__Material for this task__.
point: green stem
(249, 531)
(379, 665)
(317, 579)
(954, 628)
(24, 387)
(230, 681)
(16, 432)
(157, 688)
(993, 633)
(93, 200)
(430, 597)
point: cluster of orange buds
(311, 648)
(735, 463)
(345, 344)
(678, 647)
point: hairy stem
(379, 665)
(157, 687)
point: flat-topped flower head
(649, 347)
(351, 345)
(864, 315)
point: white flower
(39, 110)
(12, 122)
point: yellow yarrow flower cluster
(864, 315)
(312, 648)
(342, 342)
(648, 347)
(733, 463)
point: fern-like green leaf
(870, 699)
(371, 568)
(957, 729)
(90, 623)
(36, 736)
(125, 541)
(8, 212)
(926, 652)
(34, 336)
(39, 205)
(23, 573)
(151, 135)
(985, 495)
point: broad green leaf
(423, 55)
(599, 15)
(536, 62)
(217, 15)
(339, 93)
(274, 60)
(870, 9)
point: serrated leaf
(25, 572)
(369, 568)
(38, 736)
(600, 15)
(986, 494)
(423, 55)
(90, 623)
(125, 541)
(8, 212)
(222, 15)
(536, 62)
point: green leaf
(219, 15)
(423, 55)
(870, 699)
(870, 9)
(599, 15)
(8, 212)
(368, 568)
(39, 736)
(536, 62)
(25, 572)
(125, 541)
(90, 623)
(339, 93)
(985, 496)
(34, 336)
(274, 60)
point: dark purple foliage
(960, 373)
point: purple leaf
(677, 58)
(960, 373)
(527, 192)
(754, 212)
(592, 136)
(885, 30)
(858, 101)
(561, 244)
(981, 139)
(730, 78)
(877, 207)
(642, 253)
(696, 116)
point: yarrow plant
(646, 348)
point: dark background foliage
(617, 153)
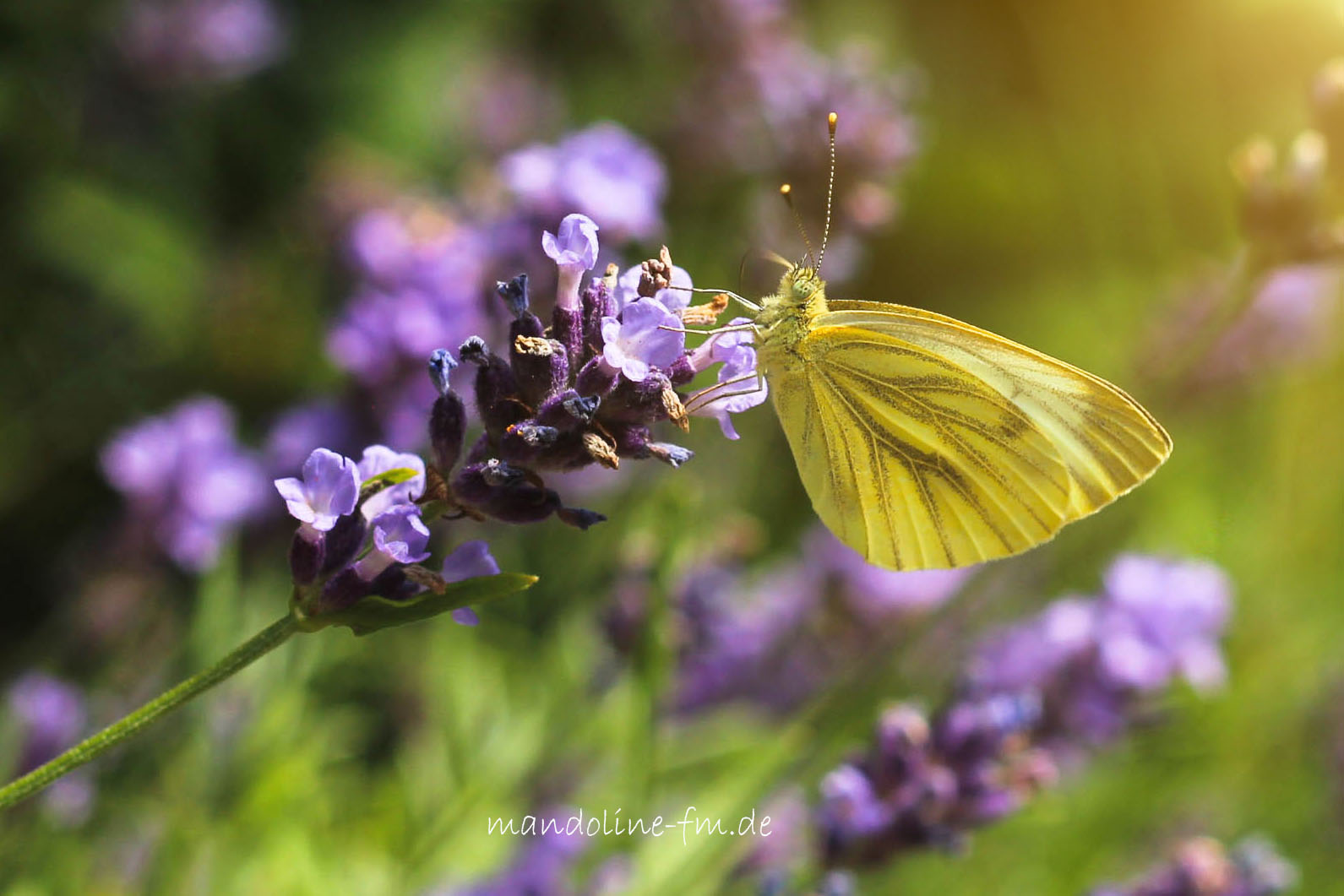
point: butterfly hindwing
(1105, 438)
(925, 443)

__About this exercise__. The answer must be a word-for-word copy of all the entries, containing no pictures.

__Task response__.
point: green stem
(249, 531)
(379, 665)
(317, 579)
(954, 628)
(24, 387)
(230, 681)
(16, 432)
(157, 688)
(993, 633)
(93, 200)
(430, 597)
point: cluster of orange buds
(311, 648)
(735, 463)
(345, 344)
(678, 647)
point: hairy stem
(379, 665)
(157, 687)
point: flat-topped flower head
(649, 347)
(351, 345)
(864, 315)
point: white flower
(39, 110)
(12, 122)
point: yellow yarrow flower cluster
(864, 315)
(312, 648)
(342, 342)
(648, 347)
(733, 463)
point: fern-like green leaf
(870, 699)
(371, 568)
(957, 729)
(90, 623)
(36, 736)
(125, 541)
(8, 212)
(926, 652)
(34, 336)
(39, 205)
(23, 573)
(151, 135)
(985, 495)
point: broad green leaf
(423, 55)
(599, 15)
(536, 62)
(217, 15)
(339, 93)
(274, 60)
(870, 9)
point: serrated leaf
(25, 572)
(369, 568)
(38, 736)
(600, 15)
(986, 494)
(423, 55)
(90, 623)
(125, 541)
(8, 212)
(222, 15)
(536, 62)
point: green leaf
(219, 15)
(423, 55)
(870, 699)
(870, 9)
(599, 15)
(8, 212)
(368, 568)
(39, 736)
(536, 62)
(25, 572)
(125, 541)
(90, 623)
(339, 93)
(985, 496)
(34, 336)
(274, 60)
point: dark purple foliage
(960, 373)
point: purple leaf
(677, 58)
(960, 373)
(527, 192)
(754, 212)
(592, 136)
(885, 30)
(858, 101)
(561, 244)
(981, 139)
(730, 78)
(877, 207)
(642, 253)
(696, 116)
point: yarrow plant
(646, 348)
point: dark background foliage
(617, 153)
point: butterfly hindwing
(1105, 438)
(925, 443)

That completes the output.